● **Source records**
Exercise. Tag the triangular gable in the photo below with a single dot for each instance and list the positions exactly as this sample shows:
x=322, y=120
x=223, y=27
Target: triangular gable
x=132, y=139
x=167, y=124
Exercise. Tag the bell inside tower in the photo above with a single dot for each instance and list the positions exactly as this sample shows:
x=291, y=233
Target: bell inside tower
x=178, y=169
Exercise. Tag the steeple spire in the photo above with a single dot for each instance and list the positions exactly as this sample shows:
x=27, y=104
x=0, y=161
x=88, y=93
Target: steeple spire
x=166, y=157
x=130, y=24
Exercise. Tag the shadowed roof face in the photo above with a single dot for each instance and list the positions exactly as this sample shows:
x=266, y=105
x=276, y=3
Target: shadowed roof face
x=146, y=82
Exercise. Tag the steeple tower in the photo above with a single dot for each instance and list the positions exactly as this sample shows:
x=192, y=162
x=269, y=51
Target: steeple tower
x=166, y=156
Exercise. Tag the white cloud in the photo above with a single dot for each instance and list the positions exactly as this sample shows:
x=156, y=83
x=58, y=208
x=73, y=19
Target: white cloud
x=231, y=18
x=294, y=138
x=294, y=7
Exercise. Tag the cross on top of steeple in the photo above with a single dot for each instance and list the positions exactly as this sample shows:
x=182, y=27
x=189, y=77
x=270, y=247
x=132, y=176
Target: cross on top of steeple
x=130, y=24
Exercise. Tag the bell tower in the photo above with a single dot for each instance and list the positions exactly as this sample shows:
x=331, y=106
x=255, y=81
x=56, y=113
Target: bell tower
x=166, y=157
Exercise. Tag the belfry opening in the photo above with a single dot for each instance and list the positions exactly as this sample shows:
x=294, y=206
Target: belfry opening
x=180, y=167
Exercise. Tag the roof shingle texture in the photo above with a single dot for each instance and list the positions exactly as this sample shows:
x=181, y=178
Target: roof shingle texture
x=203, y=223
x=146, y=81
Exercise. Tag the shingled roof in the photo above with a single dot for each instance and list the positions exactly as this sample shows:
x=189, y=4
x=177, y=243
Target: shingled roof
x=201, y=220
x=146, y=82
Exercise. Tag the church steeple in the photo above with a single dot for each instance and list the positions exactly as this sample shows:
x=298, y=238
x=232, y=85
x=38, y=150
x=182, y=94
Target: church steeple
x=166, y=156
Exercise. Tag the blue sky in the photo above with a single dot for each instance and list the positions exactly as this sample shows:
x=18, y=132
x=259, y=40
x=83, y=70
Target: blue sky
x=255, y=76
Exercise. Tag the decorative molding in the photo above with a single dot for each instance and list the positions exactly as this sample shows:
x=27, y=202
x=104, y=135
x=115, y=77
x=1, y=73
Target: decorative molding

● **Task goal**
Set down each entry again, unchanged.

● **Response to this task**
Exercise. Tag the triangular gable in the photo below with a single dot for each instance and list the positions exactly as this sample shows:
x=322, y=120
x=223, y=27
Target: triangular gable
x=132, y=139
x=167, y=124
Exercise. Tag the bell inside tower in the photo above with a single dot for each instance and list the positions exactly as this sample shows:
x=291, y=233
Target: bell inside tower
x=178, y=169
Exercise. Tag the steeple spire in the photo above with a single dot for each instance and list the positions exactly as this sample shows:
x=27, y=104
x=0, y=161
x=88, y=93
Target: steeple spire
x=166, y=157
x=130, y=24
Exercise. Tag the shadowed roof face in the photo above with a single dot for each instance and list the positions exactly as this sample shows:
x=266, y=105
x=276, y=3
Target: shadowed roof face
x=146, y=82
Exercise. Tag the steeple tower in the photo above with a single dot for each instance and list the positions exactly as this sample shows:
x=192, y=162
x=269, y=51
Target: steeple tower
x=166, y=156
Exercise. Tag the white cloud in the photo above with a single dot for each instance and list the positions exactly as this sample shows:
x=156, y=83
x=58, y=208
x=73, y=19
Target: white cloud
x=231, y=18
x=294, y=138
x=294, y=7
Exercise. Tag the cross on top of steeple in the photo above with a single dot for each instance and list the positions exactly as this sample shows:
x=182, y=27
x=189, y=77
x=270, y=247
x=132, y=176
Target: cross on top of steeple
x=130, y=24
Exercise. Tag the bell tower in the photo above with a single dot for each instance and list the positions exactly as this sample shows:
x=331, y=106
x=255, y=81
x=56, y=113
Target: bell tower
x=166, y=157
Exercise. Tag the belfry opening in the photo above with a single dot for each instance and list the positions exactly as this sample shows:
x=294, y=206
Target: belfry opening
x=180, y=167
Exercise. Tag the roof shingle texture in the photo above with a single dot for each instance and list the positions exactly as this sample shows:
x=181, y=178
Target: roof shingle texture
x=203, y=223
x=146, y=81
Exercise. Tag the shingled roof in the photo above with a single dot for each instance and list the positions exactly as this sample shows:
x=189, y=4
x=177, y=243
Target: shingled roof
x=201, y=220
x=146, y=82
Exercise. Tag the church steeple in the photo above with a single dot for each instance and list the positions exactly as this sample shows:
x=298, y=238
x=232, y=85
x=38, y=150
x=182, y=94
Target: church steeple
x=166, y=156
Exercise. Tag the blue sky in the photo above with a single dot for each instance and list the positions exactly as this sample shows:
x=18, y=132
x=259, y=40
x=83, y=70
Target: blue sky
x=255, y=76
Exercise. Tag the decorative molding in the photo above with a single dot for each instance and list the positions exactly as this sample shows:
x=27, y=202
x=104, y=135
x=115, y=77
x=1, y=73
Target: decorative molding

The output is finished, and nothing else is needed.